→ **How to complete this task**
The answer must consist of every line from the entries below that contains the word "wheel".

(Point-per-instance localization data)

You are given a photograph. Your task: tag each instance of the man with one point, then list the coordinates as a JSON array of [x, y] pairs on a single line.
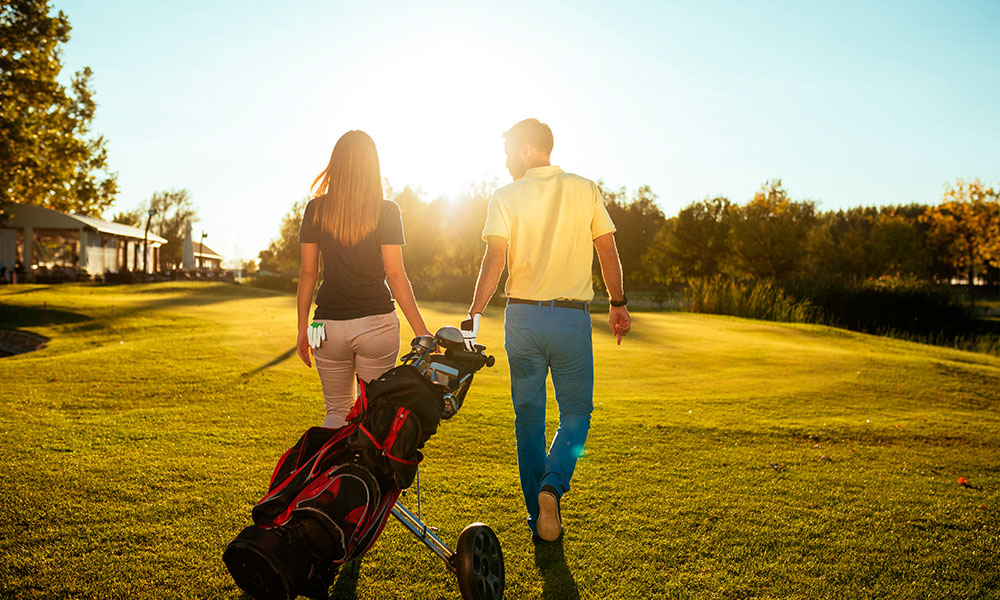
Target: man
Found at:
[[545, 223]]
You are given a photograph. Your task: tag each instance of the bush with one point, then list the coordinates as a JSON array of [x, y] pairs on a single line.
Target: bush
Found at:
[[894, 306], [751, 299]]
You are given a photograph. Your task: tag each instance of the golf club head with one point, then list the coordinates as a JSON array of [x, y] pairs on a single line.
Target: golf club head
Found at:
[[450, 338], [422, 342]]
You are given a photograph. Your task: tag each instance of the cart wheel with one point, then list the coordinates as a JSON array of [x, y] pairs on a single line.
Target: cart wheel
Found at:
[[479, 562]]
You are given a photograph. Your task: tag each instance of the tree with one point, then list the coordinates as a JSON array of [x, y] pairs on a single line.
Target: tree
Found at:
[[695, 243], [966, 225], [770, 233], [283, 254], [46, 156], [174, 209]]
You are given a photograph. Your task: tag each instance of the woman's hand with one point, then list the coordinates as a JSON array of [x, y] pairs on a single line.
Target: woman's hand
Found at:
[[302, 347]]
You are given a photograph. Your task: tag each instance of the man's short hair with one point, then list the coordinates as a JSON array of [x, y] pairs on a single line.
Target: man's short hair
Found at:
[[533, 132]]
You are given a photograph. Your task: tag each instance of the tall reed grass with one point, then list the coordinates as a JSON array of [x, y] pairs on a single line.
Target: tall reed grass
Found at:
[[751, 299]]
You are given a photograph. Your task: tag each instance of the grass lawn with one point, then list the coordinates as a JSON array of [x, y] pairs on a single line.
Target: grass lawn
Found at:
[[727, 458]]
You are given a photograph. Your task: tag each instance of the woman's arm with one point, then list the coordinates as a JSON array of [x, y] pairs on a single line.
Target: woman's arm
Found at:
[[402, 291], [308, 274]]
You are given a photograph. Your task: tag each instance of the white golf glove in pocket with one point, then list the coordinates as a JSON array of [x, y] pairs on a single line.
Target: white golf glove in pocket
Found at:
[[470, 328], [316, 334]]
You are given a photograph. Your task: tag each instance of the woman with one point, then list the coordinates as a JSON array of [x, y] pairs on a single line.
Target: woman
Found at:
[[359, 235]]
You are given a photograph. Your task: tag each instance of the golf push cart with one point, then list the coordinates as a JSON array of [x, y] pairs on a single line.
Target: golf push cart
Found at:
[[332, 492]]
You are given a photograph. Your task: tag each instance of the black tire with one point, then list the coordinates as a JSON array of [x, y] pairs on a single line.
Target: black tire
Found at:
[[479, 563]]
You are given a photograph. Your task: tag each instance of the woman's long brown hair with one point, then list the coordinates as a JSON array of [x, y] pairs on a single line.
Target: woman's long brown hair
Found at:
[[348, 193]]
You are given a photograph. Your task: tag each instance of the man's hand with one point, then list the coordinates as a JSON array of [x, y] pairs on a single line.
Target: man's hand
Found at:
[[469, 329], [620, 322]]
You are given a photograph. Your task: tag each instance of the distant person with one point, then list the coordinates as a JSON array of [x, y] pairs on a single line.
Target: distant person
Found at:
[[546, 223], [360, 236]]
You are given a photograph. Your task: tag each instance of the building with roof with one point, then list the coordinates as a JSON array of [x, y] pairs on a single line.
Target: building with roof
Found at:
[[206, 258], [50, 245]]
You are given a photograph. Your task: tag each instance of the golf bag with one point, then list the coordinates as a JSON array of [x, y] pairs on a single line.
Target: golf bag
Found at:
[[332, 492]]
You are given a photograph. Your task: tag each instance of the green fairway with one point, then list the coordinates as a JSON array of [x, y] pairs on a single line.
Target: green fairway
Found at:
[[727, 458]]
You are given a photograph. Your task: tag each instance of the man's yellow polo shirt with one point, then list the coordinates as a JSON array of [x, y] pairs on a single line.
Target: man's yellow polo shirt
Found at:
[[550, 220]]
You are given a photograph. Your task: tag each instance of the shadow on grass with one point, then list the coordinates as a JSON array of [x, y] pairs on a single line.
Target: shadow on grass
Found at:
[[346, 586], [274, 361], [558, 581], [13, 316]]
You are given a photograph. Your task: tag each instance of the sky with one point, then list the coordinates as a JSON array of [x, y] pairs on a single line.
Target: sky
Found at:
[[849, 103]]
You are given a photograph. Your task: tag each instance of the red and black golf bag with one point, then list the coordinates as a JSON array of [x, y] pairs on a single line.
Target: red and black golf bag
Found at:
[[332, 492]]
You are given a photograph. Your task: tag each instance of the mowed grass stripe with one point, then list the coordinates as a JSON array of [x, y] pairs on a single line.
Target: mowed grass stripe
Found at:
[[727, 458]]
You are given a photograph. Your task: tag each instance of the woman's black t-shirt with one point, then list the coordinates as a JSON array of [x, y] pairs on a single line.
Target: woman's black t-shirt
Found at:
[[353, 276]]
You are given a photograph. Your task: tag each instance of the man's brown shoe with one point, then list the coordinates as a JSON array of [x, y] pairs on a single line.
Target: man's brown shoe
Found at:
[[549, 519]]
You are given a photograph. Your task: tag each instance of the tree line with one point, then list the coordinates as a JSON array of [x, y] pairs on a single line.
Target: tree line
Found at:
[[770, 237]]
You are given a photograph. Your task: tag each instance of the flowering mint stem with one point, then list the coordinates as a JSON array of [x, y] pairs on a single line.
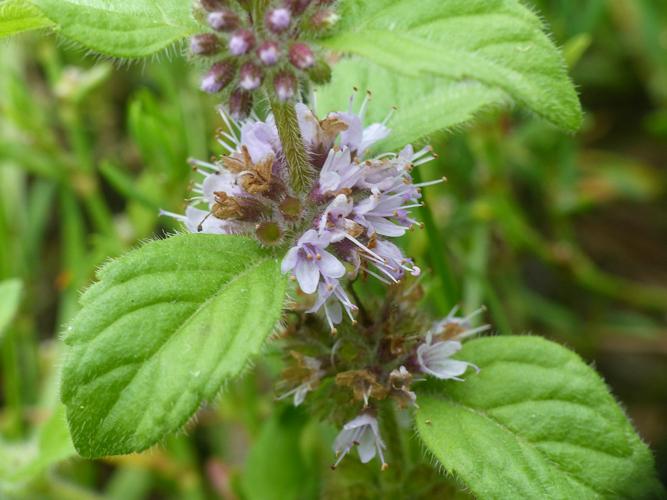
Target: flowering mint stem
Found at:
[[292, 142]]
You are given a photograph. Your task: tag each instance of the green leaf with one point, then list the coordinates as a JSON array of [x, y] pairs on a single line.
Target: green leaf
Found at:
[[165, 327], [424, 106], [20, 463], [17, 16], [499, 43], [122, 28], [276, 468], [10, 299], [536, 422]]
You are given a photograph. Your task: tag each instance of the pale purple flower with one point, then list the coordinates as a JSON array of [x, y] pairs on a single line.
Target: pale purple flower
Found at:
[[356, 137], [434, 358], [309, 260], [363, 432], [339, 172], [269, 53], [392, 262], [278, 20], [301, 56], [241, 42], [384, 214], [335, 221], [250, 76], [261, 139]]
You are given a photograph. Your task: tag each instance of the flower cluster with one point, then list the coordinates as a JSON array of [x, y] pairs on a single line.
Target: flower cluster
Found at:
[[340, 226], [397, 362], [247, 53]]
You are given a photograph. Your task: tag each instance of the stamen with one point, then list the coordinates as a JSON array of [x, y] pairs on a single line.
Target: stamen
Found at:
[[200, 226], [364, 105], [173, 215], [195, 163], [430, 183]]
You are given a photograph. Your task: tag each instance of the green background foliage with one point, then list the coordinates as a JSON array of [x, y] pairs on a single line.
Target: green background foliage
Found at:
[[561, 235]]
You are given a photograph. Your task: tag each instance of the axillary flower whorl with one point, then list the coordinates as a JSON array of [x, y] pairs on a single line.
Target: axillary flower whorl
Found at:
[[272, 53], [342, 225]]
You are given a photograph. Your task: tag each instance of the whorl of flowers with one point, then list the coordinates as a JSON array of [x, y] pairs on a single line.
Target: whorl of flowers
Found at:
[[272, 53], [341, 225]]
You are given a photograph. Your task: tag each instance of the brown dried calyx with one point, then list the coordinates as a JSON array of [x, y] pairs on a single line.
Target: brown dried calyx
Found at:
[[235, 207], [364, 385]]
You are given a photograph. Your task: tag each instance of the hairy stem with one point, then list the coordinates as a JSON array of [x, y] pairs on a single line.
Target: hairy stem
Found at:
[[295, 152]]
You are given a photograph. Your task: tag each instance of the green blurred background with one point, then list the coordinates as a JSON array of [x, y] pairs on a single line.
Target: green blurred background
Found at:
[[561, 236]]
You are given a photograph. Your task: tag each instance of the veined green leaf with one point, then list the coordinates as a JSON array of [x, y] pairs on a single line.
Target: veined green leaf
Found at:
[[10, 298], [165, 327], [17, 16], [121, 28], [423, 106], [536, 422], [499, 43]]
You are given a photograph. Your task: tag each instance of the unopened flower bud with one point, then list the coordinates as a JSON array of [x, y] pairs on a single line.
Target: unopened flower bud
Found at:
[[285, 85], [301, 56], [223, 20], [211, 5], [241, 42], [324, 19], [219, 76], [320, 72], [268, 232], [298, 6], [278, 20], [205, 44], [269, 53], [290, 207], [240, 104], [250, 76]]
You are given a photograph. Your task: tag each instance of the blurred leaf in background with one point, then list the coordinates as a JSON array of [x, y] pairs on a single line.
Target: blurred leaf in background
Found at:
[[561, 235]]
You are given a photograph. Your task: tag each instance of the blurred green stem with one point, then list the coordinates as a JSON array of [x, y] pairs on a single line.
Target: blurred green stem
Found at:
[[438, 255]]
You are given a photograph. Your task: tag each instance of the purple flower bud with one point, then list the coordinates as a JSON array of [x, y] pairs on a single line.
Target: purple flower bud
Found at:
[[241, 42], [298, 6], [250, 76], [219, 76], [320, 72], [284, 84], [205, 44], [269, 53], [301, 56], [277, 20], [324, 19], [211, 5], [223, 20], [240, 104]]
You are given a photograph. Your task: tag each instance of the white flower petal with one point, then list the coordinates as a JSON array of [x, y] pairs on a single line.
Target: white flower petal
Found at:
[[290, 260], [366, 446], [307, 274], [330, 266]]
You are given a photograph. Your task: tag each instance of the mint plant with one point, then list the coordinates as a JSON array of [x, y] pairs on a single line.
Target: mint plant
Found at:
[[291, 240]]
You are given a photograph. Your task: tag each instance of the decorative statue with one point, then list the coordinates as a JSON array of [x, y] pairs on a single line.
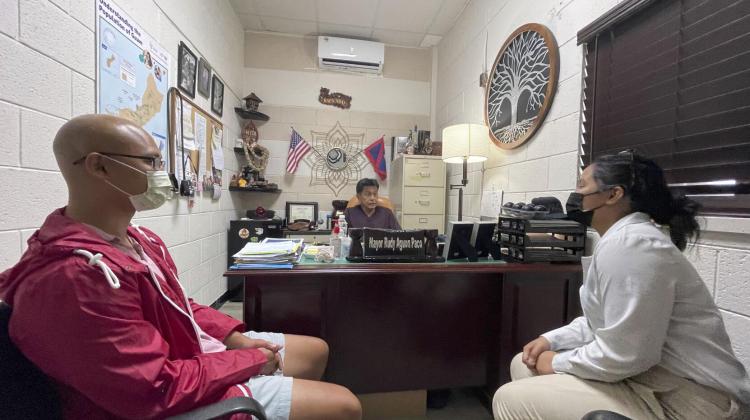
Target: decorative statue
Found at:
[[255, 154]]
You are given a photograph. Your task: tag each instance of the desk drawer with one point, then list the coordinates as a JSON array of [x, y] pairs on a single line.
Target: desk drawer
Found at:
[[424, 172], [423, 200], [423, 221]]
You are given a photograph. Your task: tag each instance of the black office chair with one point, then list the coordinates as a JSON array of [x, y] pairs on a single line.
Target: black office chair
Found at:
[[604, 415], [26, 393]]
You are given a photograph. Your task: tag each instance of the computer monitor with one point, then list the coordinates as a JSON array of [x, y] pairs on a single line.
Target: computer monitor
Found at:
[[458, 241], [481, 238]]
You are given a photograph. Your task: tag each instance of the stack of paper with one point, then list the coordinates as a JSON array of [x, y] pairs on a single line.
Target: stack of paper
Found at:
[[269, 253]]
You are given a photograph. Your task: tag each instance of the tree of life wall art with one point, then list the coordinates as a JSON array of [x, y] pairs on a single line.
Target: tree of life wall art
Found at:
[[522, 85]]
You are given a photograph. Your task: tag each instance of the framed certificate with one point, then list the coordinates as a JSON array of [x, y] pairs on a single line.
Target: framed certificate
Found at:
[[301, 211]]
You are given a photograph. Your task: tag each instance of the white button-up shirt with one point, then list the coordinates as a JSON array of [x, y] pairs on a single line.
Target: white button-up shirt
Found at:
[[644, 304]]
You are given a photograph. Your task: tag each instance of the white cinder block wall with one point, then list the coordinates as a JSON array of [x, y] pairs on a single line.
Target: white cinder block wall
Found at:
[[546, 164], [47, 73]]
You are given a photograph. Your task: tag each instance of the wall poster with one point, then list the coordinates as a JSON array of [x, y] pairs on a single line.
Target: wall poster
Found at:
[[132, 73]]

→ **Answer to the exercise**
You are given a photograph. Your task: tag each instance of the cart wheel with one point, then list the coordinates as a JSON array of [x, y] pairs on a single line.
Target: cart wheel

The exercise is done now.